◆ THE TASK
Output the material beneath this task exactly, images excluded.

◆ Rows from a pointing dataset

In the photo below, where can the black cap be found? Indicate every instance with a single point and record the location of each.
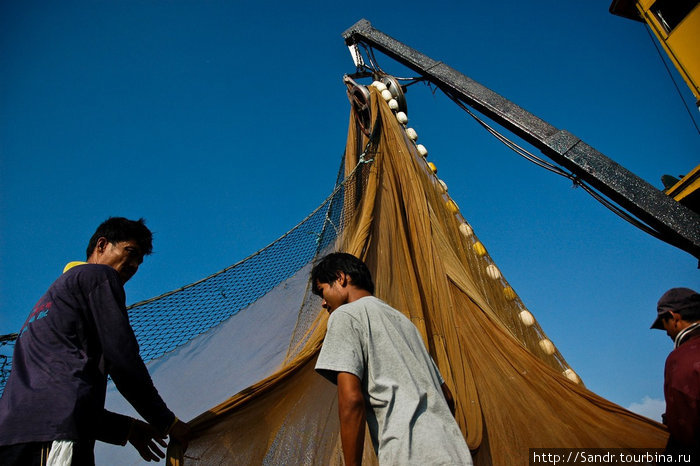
(675, 299)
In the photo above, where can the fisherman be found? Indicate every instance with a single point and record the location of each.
(76, 336)
(679, 314)
(384, 374)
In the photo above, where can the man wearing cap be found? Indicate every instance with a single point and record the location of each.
(679, 314)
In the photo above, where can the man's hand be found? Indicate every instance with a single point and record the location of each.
(180, 432)
(146, 440)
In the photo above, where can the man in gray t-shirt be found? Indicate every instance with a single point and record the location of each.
(385, 375)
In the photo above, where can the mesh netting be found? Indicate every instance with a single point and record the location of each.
(513, 389)
(168, 321)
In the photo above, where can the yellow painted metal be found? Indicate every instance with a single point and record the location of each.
(679, 43)
(686, 186)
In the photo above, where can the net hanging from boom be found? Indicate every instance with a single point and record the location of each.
(235, 352)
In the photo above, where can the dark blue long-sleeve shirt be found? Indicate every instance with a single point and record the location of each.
(76, 335)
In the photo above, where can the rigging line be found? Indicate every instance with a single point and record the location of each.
(370, 57)
(559, 171)
(673, 79)
(511, 144)
(621, 213)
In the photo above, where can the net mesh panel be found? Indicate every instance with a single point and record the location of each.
(391, 210)
(166, 322)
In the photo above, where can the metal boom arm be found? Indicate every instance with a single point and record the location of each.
(675, 223)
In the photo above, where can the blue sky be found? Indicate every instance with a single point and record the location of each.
(223, 124)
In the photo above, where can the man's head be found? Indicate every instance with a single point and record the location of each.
(677, 309)
(121, 244)
(340, 278)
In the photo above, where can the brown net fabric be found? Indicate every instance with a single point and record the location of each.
(510, 384)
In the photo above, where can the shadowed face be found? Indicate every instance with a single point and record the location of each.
(125, 257)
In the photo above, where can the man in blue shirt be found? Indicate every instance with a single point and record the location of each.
(76, 336)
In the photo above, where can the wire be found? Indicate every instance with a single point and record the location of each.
(559, 171)
(673, 79)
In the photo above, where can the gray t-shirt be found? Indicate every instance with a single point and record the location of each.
(408, 418)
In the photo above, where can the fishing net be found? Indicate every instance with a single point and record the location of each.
(234, 353)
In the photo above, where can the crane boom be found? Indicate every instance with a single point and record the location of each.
(674, 223)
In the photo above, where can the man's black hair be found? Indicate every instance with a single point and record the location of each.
(118, 229)
(328, 268)
(689, 315)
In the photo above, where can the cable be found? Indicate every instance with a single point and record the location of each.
(673, 79)
(559, 171)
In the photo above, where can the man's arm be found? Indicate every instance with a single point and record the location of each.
(448, 397)
(121, 354)
(351, 410)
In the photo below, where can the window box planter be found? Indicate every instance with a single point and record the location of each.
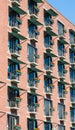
(51, 21)
(18, 99)
(19, 20)
(36, 8)
(52, 109)
(19, 46)
(37, 80)
(65, 91)
(64, 71)
(17, 127)
(65, 31)
(37, 56)
(36, 128)
(51, 42)
(52, 63)
(18, 72)
(36, 105)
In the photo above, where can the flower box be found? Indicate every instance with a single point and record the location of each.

◆ REPLY
In the photo below, where can the black cap be found? Indicate every instance with a single point and record the location of each.
(675, 299)
In the photo above, where can the fisherman be found? Indicate every instance with a single point and record the location of each.
(76, 336)
(679, 314)
(384, 374)
In the photo above, where can the man wearing cap be found? Indicate every instance with a single point and record the location of each.
(679, 314)
In the photo above, where can the man's hand be found? Indicate every instance with a single point and record the location of each.
(180, 432)
(146, 440)
In the photo above, where can the man in gray t-shirt be found? Indicate every instance with a single point and record the location of each.
(385, 375)
In the photo above, where can the mesh netting be found? Indicate every instance with a single point and record the location of each.
(513, 389)
(168, 321)
In the photo above, where can the yellow painted metal be found? Indicate every instance with a single point and record the location of each.
(679, 43)
(686, 186)
In the photo above, where can the net hanging from boom be found? Indicate every instance with a single point and record the location of each.
(235, 352)
In the photo above, where can the dark blue long-sleeve shirt be found? Indicate every instance with a single point and record the location of each.
(76, 335)
In the photo above, where can the rigging line be found? Indicate every instance with a single point and record the location of each.
(370, 57)
(559, 171)
(673, 79)
(511, 144)
(621, 213)
In the photo above, where can the net mesh panel be found? Indicate every instance with a single point and record the location of each.
(391, 210)
(166, 322)
In the photo above, where can the metal boom arm be found? Indicate every instance with a single point and record the location of each.
(675, 223)
In the photo above, where can the blue sky be found? Indicate every instance with a single point and record the location of each.
(223, 124)
In the photo above, where can the man's head be found? Indicate every instance with a single point and record the location of each.
(677, 309)
(121, 244)
(340, 278)
In the photo above, where can the brown net fabric be found? Indicate every instance with a single point and record the location of each.
(510, 384)
In the photo above, where can the shadowed face be found? Indicate every instance with a single point and record the location of each.
(125, 257)
In the photo above, where can the man in blue shirt be found? Indicate every instance with a single point and record the location of each.
(76, 336)
In the photo above, where can the wire be found? Indicate every instance with a single point and record the location of each.
(559, 171)
(673, 79)
In the photo above, where can the gray t-shirt be found? Indicate every instance with a single point and record the location of each.
(408, 418)
In the photo above, where can the fishing net be found? Indicate every instance with a single point and record the location of each.
(234, 353)
In the photo above, where can the crane boom be found? Indicate every instance with a single point and record the location of each.
(674, 223)
In the photo above, where can the man's black hair be found? Indicate every instance with a single point and record the location of each.
(118, 229)
(328, 268)
(689, 315)
In the photo above, where can the cable be found? Indicate every instance with a single point and record the location of each.
(673, 79)
(559, 171)
In the photo above, where can the man's arm be found? Indicate every instance with a single point and record the location of each.
(448, 397)
(121, 354)
(351, 410)
In the photo below, where can the window box planter be found? Indicate every instance with a single point and record the location of each.
(51, 21)
(18, 99)
(19, 20)
(36, 8)
(52, 109)
(19, 46)
(37, 80)
(65, 91)
(64, 71)
(17, 127)
(65, 31)
(37, 56)
(36, 128)
(51, 42)
(52, 63)
(18, 72)
(36, 105)
In the photo above, where can the flower box be found? Indicate every instance with a single point and record the location of each.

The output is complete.